TEXTO PROPORCIONADO »
Si se les sigue y se les interpreta con  inteligencia y sensibilidad, también pueden ser un termómetro eficaz para detectar por qué caminos se nos vienen encima las crisis y las guerras que generan las crisis.

Infatigable lector, genial político en cuanto los hay, no se somete a las noticias, no se deja adormecer por su fatídico espíritu de hecho ya acontecido, sino que las somete a ellas al análisis previsor, bajo otro principio martiano que afirma que “gobernar es prever” y  avisa, sacude conciencias y quizás un día se acepte que con sus alertas ha detenido más de una guerra.

El pasado año, cuando todas las armas apuntaban a Irán y Corea del Norte, Fidel, con una persistencia que sus adversarios han querido ridiculizar sin éxito, destapó las cartas de los guerreristas y pintó los escenarios posibles de desarrollarse esos conflictos en una era en que bastarían las 100 bombas nucleares que poseen apenas dos países como India y Pakistán, para provocar que toda la humanidad pierda de vista al Sol por ocho años y se produzca un espantoso  invierno nuclear.

Y no olvidó recordarnos que, aun bajo el manto del secretismo estratégico de las potencias, se conoce ya  que suman más de 20 000 las armas de ese tipo disponibles en el mundo.

EXTRACTO DE DATOS »

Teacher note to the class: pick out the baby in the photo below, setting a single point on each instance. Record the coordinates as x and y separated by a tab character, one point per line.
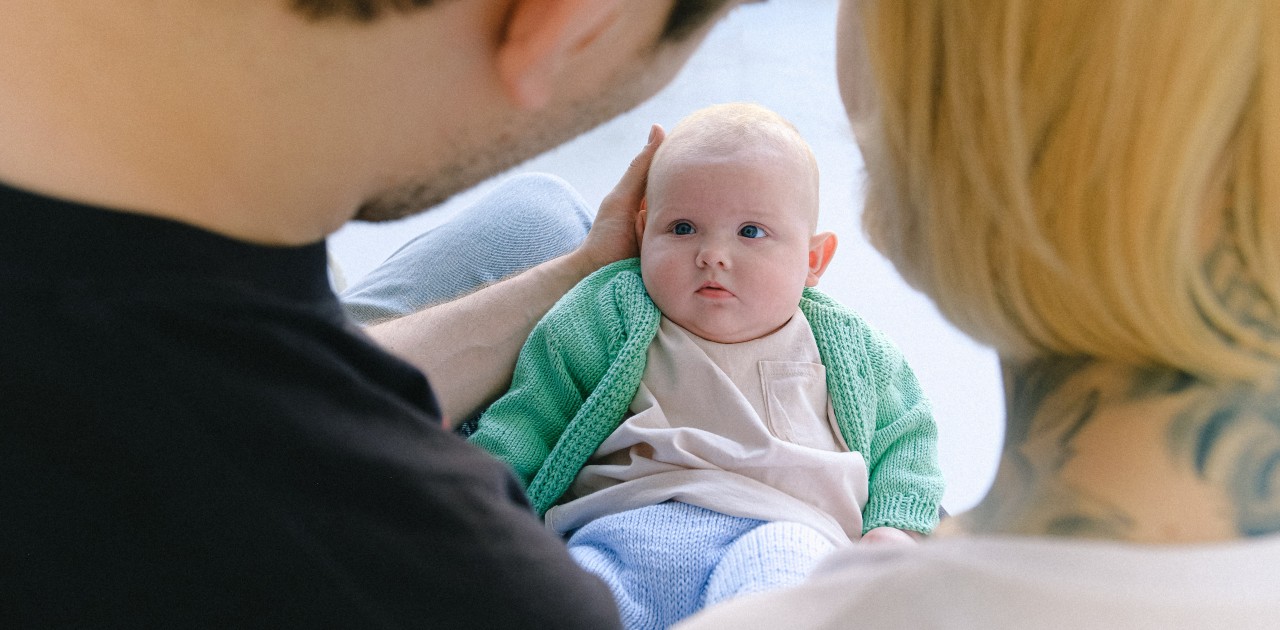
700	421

==

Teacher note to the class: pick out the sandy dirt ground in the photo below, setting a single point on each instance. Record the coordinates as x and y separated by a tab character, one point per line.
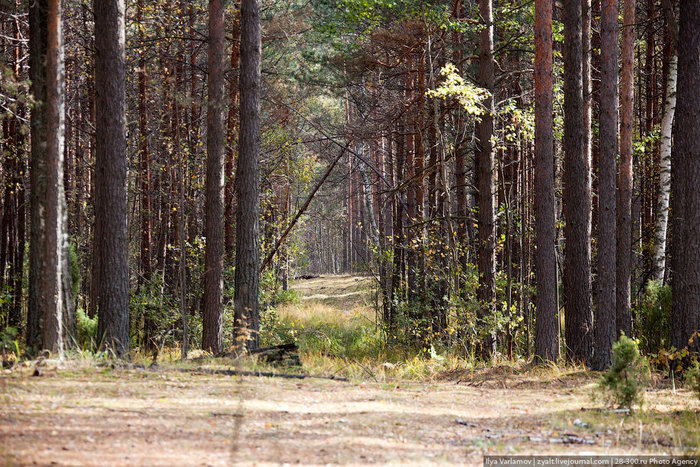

==

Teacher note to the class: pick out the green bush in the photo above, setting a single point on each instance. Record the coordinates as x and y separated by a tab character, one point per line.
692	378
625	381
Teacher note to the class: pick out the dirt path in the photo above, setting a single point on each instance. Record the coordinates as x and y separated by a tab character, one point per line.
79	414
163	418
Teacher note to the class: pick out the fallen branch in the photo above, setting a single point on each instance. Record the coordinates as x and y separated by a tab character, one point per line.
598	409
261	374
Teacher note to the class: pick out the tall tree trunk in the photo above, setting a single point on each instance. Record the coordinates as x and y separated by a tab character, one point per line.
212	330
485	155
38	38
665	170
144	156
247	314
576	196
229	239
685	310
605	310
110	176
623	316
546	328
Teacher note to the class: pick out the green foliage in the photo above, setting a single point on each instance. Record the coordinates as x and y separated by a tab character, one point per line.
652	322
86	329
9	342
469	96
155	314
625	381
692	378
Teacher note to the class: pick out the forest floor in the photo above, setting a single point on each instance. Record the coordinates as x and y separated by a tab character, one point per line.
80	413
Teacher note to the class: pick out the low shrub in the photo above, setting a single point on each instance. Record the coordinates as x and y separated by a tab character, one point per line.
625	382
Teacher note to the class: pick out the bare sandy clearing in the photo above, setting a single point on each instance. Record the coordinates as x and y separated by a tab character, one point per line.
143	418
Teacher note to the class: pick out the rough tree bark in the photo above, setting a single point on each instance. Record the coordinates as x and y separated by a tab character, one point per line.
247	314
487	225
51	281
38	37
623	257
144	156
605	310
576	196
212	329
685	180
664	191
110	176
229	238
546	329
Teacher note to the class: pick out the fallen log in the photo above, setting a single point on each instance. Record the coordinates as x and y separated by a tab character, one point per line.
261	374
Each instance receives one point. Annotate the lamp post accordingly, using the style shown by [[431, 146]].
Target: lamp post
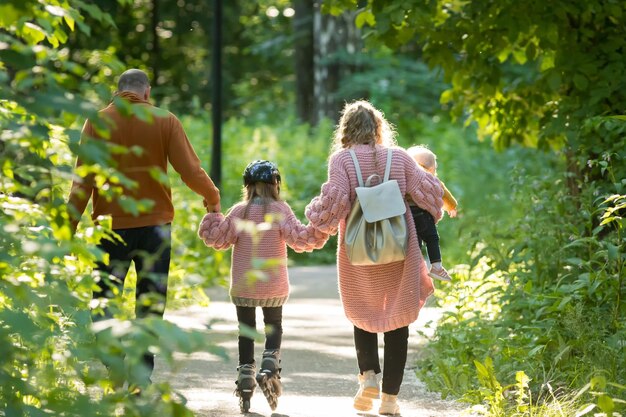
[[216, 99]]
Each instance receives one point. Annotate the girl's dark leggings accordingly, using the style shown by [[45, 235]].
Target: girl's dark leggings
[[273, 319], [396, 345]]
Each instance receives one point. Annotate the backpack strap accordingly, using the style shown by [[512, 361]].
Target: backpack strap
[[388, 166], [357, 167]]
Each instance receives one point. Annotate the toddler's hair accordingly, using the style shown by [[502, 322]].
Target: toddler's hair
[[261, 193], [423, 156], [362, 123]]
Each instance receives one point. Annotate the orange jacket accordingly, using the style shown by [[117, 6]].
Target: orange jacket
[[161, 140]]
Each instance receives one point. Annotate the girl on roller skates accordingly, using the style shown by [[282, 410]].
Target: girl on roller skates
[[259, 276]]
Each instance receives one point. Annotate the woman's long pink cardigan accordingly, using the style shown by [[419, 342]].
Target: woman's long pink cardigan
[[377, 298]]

COMPLETA LO SIGUIENTE »
**1.** Según el texto proporcionado, ¿cuántas armas nucleares hay disponibles en el mundo?
**2.** En el texto proporcionado, sustituye "termómetro" por "barómetro" y reescribe el fragmento desde "Si se les sigue" hasta "generan las crisis.", ambos incluidos.

RESPUESTAS POR TAREA »
**1.** Más de 20 000.

**2.**
Si se les sigue y se les interpreta con  inteligencia y sensibilidad, también pueden ser un barómetro eficaz para detectar por qué caminos se nos vienen encima las crisis y las guerras que generan las crisis.